====== PROVIDED RECORDS

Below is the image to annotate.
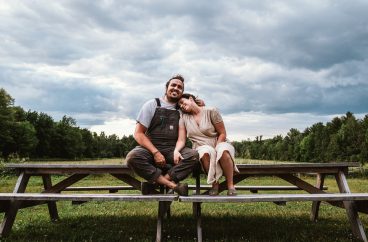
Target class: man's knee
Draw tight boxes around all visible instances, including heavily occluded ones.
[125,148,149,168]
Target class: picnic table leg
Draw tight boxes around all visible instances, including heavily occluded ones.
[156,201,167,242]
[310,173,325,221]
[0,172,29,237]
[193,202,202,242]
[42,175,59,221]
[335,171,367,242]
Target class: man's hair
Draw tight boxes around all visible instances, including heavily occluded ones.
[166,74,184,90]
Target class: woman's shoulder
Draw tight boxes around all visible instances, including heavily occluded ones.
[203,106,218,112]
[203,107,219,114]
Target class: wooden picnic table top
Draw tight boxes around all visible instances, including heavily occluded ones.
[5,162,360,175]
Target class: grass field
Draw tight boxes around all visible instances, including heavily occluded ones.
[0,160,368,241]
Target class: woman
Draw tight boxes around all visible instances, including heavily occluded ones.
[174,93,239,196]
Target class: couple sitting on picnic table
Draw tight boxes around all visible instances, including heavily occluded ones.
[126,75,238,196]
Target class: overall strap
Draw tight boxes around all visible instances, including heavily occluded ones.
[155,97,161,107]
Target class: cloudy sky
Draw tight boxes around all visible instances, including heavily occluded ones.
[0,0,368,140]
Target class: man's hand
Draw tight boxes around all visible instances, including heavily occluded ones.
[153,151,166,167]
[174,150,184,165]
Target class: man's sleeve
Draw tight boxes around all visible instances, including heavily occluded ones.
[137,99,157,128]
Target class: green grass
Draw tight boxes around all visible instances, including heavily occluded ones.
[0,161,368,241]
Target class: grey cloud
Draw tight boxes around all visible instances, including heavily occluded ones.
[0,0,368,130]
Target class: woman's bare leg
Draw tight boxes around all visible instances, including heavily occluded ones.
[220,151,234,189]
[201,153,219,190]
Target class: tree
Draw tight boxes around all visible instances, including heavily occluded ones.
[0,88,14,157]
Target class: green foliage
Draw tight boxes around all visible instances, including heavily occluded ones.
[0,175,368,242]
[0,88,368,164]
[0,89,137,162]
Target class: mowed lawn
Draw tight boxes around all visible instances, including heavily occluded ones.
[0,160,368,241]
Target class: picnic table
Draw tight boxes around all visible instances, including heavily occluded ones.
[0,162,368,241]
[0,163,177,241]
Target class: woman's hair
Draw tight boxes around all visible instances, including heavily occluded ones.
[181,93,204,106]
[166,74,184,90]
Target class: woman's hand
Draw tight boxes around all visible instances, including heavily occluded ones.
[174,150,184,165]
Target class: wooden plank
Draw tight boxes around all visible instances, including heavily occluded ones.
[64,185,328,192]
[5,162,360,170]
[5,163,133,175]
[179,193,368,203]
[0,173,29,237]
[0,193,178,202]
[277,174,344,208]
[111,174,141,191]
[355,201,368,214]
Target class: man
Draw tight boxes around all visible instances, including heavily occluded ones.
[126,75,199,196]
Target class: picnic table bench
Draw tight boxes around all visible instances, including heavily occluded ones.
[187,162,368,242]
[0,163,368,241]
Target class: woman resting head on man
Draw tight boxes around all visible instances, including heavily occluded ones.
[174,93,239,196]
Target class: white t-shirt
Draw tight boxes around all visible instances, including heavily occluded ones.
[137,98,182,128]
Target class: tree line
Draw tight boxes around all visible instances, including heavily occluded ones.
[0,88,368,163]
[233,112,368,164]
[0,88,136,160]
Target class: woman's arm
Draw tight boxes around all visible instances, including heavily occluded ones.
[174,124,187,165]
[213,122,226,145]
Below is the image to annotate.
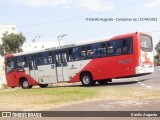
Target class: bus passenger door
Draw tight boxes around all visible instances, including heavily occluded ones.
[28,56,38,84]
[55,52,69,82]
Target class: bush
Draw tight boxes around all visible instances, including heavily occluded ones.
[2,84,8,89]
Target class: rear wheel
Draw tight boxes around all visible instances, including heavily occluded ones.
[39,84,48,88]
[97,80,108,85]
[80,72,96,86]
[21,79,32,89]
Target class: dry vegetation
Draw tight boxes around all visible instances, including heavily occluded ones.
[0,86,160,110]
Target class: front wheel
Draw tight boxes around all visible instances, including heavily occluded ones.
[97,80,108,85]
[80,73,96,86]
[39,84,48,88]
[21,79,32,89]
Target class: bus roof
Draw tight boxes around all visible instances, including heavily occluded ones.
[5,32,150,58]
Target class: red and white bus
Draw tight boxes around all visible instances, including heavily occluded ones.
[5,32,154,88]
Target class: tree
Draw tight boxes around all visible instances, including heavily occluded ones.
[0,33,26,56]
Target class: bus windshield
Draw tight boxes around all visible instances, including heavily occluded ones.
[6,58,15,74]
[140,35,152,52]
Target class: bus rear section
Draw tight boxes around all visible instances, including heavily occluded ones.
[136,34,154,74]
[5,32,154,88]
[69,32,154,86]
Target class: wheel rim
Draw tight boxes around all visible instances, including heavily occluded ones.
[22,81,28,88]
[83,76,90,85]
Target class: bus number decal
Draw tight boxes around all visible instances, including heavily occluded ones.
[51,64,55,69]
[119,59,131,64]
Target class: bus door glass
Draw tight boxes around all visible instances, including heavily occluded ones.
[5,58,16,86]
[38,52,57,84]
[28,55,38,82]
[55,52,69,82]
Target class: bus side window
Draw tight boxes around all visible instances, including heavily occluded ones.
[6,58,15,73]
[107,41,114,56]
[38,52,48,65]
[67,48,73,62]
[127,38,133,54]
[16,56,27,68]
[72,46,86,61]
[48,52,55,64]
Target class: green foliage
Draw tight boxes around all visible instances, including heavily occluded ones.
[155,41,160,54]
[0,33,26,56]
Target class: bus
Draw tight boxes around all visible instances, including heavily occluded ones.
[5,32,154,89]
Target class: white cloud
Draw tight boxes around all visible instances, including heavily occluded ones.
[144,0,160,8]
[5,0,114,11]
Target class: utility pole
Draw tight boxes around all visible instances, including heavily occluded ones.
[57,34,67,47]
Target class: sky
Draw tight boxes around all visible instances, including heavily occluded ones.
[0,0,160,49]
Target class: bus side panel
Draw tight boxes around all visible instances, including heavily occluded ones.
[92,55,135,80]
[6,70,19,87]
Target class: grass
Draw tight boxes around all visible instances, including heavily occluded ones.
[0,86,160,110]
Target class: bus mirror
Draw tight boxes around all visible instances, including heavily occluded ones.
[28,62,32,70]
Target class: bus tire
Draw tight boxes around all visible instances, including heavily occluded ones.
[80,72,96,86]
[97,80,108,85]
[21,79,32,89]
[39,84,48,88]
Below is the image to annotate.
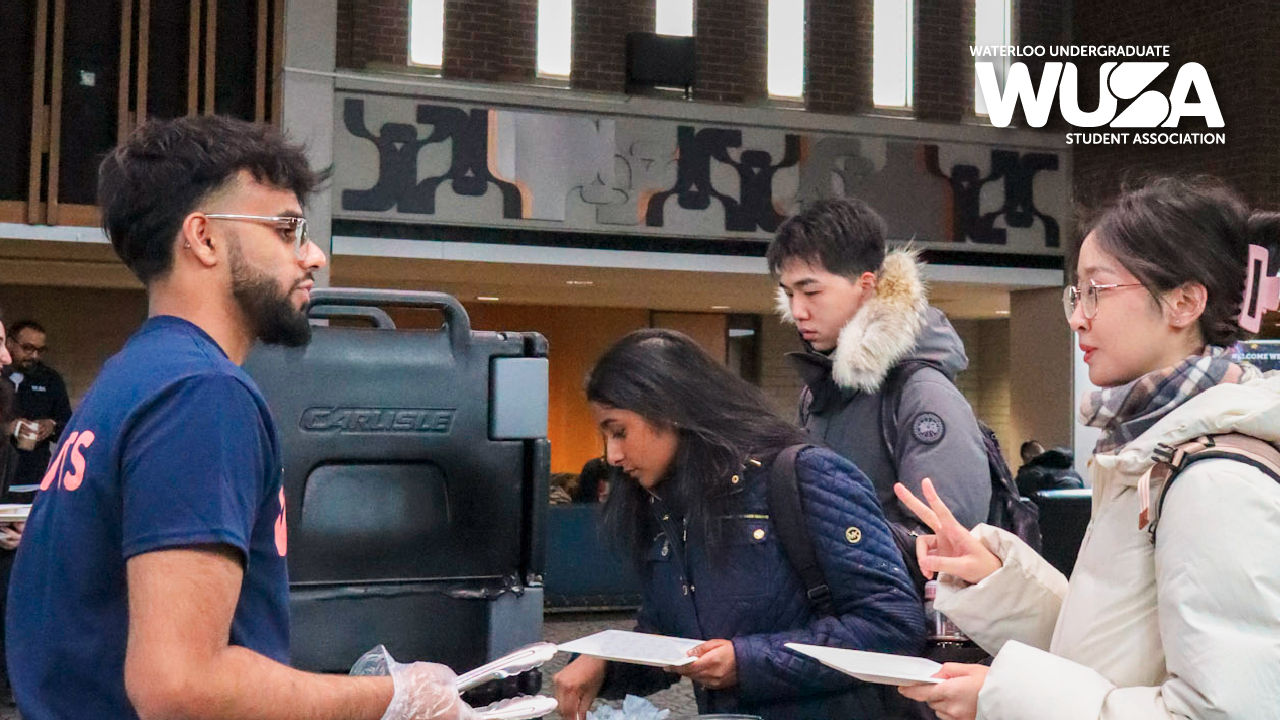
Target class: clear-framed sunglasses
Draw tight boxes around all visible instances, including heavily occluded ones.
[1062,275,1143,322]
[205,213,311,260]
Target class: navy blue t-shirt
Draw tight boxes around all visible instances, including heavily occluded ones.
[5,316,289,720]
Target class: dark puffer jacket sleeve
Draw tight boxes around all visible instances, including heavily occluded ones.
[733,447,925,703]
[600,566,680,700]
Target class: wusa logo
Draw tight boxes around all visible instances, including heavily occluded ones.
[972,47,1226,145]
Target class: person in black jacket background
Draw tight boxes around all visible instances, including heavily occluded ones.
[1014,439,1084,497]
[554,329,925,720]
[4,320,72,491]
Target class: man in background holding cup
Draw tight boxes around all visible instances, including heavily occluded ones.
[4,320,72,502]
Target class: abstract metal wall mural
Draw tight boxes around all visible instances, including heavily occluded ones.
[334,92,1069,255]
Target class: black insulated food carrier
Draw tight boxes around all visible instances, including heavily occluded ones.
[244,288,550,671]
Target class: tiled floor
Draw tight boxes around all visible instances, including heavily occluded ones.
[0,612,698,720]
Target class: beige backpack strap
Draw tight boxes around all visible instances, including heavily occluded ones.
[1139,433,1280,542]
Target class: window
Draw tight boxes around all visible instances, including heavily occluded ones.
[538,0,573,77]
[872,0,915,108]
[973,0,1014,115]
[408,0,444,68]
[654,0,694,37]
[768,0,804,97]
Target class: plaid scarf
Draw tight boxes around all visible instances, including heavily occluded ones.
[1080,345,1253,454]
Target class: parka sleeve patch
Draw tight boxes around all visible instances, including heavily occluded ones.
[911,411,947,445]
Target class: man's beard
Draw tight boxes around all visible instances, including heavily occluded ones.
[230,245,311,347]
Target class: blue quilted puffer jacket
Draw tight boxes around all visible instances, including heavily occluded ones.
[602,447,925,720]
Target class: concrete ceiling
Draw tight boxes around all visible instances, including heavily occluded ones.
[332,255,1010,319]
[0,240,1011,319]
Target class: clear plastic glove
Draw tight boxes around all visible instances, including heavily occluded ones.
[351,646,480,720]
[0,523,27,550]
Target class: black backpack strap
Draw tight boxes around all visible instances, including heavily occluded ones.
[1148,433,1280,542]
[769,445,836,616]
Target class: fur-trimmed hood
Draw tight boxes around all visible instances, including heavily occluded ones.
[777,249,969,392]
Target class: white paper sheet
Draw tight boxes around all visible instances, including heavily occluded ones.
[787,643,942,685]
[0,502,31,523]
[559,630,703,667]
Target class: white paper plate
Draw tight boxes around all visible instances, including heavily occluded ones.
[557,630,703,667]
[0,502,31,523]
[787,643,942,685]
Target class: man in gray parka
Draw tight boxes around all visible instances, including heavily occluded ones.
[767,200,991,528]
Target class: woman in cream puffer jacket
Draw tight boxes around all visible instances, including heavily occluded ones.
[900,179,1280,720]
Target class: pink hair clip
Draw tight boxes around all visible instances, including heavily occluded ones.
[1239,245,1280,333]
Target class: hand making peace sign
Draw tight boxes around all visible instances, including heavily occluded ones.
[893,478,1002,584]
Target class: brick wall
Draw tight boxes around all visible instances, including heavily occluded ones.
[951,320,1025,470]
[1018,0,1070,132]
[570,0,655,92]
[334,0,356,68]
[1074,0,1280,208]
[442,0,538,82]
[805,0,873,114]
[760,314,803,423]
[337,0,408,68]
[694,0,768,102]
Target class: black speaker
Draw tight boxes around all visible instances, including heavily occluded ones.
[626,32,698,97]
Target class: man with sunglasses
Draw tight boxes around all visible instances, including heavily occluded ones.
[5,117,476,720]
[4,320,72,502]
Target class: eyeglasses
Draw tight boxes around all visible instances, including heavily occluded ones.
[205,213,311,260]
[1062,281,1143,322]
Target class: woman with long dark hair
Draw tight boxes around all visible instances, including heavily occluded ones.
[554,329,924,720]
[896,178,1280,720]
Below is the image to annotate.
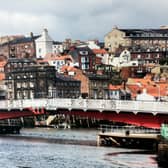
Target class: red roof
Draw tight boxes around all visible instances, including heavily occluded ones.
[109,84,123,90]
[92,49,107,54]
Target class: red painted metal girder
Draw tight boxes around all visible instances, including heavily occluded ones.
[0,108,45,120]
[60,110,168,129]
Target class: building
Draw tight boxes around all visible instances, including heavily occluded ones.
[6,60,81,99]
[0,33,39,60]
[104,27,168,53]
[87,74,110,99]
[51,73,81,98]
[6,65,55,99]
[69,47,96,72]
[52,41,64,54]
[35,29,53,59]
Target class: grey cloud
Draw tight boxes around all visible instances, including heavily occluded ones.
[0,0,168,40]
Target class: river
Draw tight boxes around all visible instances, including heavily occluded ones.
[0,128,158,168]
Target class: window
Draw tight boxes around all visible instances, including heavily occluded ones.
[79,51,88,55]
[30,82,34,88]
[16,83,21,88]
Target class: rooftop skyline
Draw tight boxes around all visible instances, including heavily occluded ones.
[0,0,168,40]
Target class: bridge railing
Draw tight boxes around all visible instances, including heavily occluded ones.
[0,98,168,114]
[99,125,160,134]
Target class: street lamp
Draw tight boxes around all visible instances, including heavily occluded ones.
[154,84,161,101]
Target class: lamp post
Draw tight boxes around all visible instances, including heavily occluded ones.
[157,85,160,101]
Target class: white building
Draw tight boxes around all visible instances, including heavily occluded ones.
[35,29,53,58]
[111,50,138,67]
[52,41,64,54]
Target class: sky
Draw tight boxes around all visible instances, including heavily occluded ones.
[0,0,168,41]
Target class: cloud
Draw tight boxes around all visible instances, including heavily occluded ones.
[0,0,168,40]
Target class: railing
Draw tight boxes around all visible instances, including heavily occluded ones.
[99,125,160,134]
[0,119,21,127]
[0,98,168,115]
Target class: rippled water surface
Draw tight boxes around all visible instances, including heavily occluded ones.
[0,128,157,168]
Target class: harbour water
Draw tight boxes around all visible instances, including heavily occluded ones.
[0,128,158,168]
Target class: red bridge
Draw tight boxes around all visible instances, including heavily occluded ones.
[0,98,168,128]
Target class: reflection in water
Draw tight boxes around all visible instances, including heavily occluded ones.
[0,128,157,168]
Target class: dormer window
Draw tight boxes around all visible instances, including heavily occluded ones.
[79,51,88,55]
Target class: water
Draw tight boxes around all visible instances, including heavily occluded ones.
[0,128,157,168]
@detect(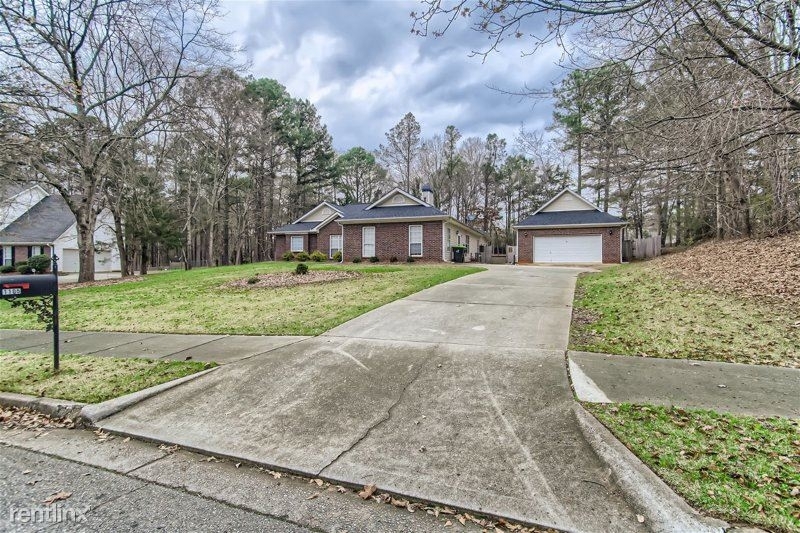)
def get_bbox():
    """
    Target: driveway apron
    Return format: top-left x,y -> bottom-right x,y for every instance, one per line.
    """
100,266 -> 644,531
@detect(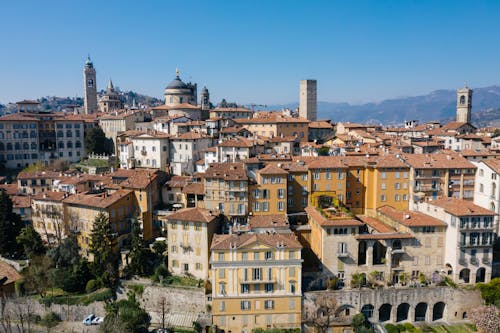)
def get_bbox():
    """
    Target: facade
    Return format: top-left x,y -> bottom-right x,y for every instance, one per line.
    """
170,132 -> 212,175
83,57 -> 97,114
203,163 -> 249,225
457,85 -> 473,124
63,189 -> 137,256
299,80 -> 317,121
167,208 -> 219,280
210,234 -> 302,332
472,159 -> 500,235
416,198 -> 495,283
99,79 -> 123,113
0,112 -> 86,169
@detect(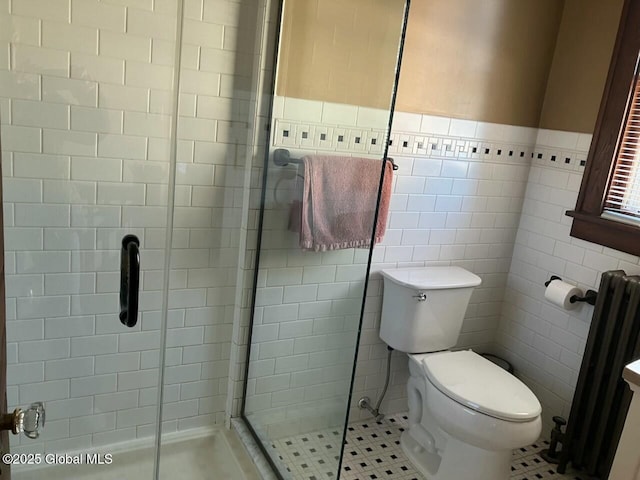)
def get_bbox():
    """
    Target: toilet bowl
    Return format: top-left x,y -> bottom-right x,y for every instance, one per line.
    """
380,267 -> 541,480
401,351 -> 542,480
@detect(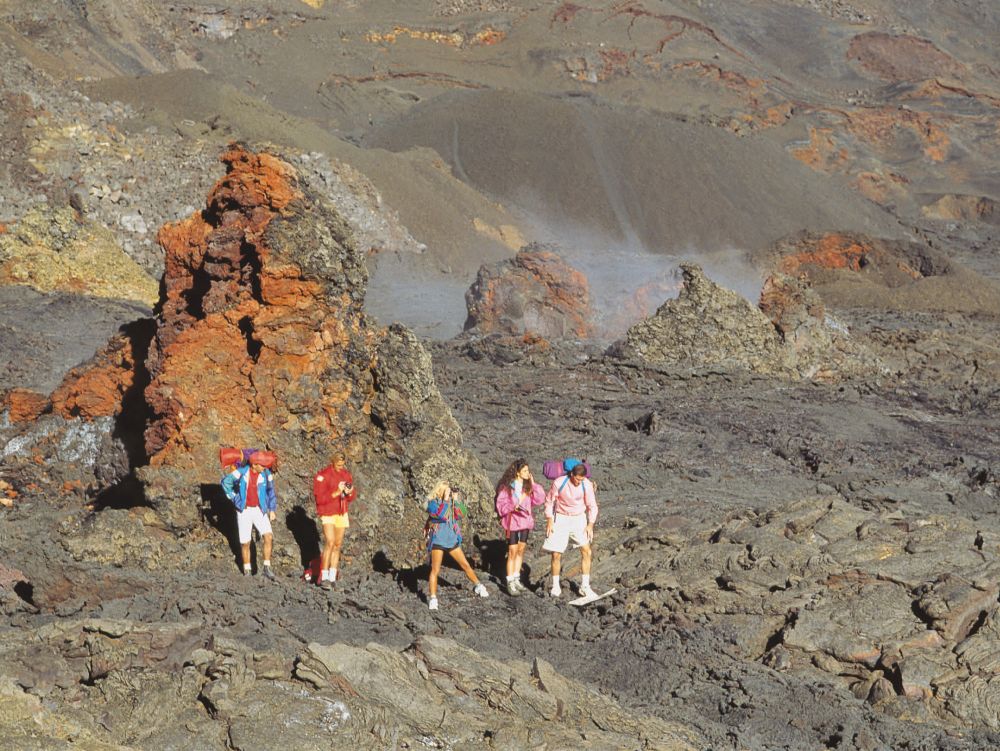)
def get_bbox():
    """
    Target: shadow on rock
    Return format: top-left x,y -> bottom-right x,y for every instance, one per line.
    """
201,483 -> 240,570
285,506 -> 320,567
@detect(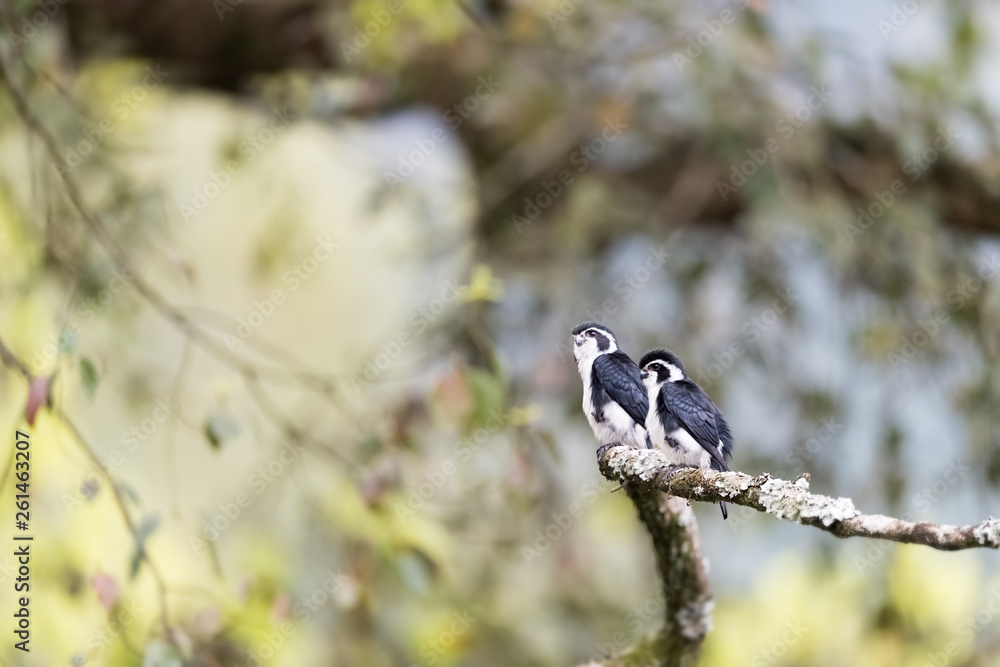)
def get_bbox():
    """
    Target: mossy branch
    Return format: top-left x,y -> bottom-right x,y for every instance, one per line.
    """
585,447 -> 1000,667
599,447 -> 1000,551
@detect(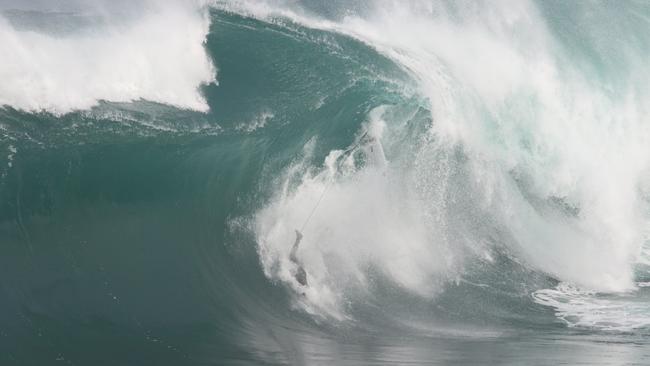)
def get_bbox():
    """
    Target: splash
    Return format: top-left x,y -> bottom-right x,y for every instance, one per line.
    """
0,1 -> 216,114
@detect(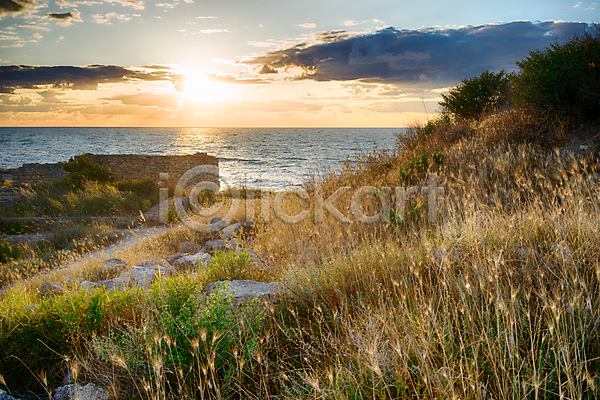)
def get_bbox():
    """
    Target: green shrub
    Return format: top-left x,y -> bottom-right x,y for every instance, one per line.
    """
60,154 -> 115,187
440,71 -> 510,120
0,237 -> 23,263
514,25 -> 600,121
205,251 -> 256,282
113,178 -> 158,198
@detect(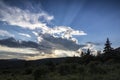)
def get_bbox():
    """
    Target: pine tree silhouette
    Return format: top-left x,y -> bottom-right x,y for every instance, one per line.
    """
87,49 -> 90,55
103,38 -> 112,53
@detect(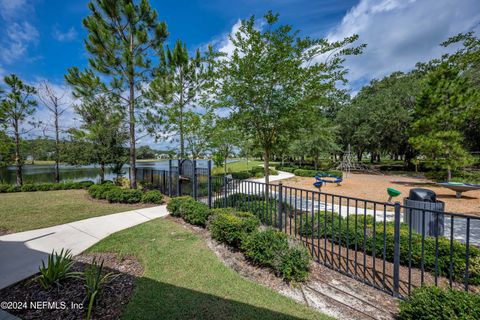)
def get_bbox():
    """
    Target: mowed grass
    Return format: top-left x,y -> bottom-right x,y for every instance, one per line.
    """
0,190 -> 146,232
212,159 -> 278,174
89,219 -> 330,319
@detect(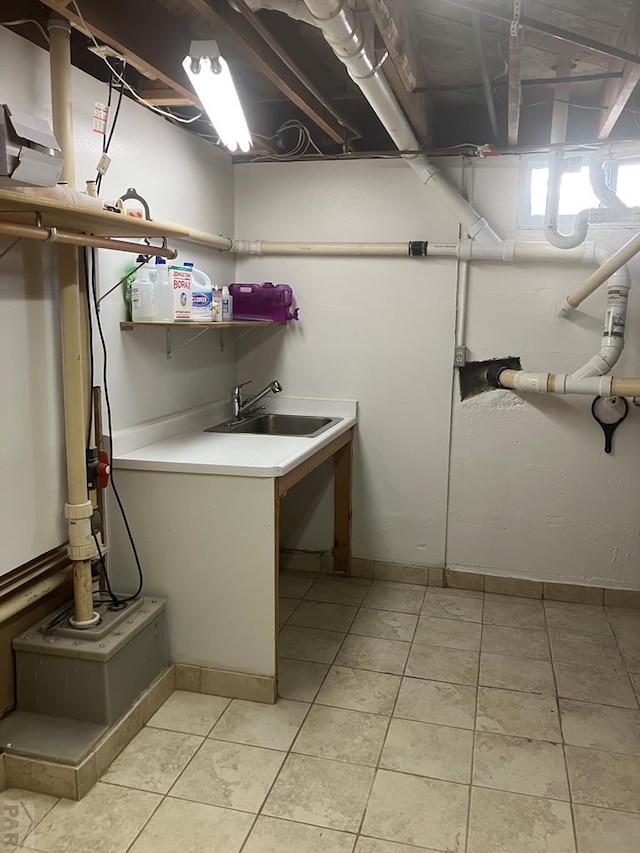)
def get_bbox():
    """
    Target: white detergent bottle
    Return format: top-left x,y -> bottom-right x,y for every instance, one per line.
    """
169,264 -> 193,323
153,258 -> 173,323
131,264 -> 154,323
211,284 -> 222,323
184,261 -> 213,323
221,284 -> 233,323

============

* **TASK DIRECTIONS**
Copy the rows word for word, from the very start through the line containing "[5,162,360,175]", and leave the pictures out.

* **FINISHED TASK**
Below is the image to annotate.
Target class: man's knee
Draw tight boxes around all visible instances, including heavily occluded ones.
[125,148,149,168]
Target class: picnic table leg
Draw tight boxes around all visible instances, including heavily occluded ones.
[156,201,167,242]
[310,173,325,221]
[0,172,29,237]
[193,202,202,242]
[42,175,59,221]
[335,171,367,242]
Target class: man's hair
Draw tight boxes around all visible instances, including heavily occluded ones.
[166,74,184,90]
Target class: woman's shoulder
Draw tight boxes around all visible instances, including heavily occluded ones.
[203,106,218,112]
[203,107,219,114]
Target class: wooden picnic table top
Draw tight boxes around all visible instances, including heavily occluded ones.
[5,162,360,175]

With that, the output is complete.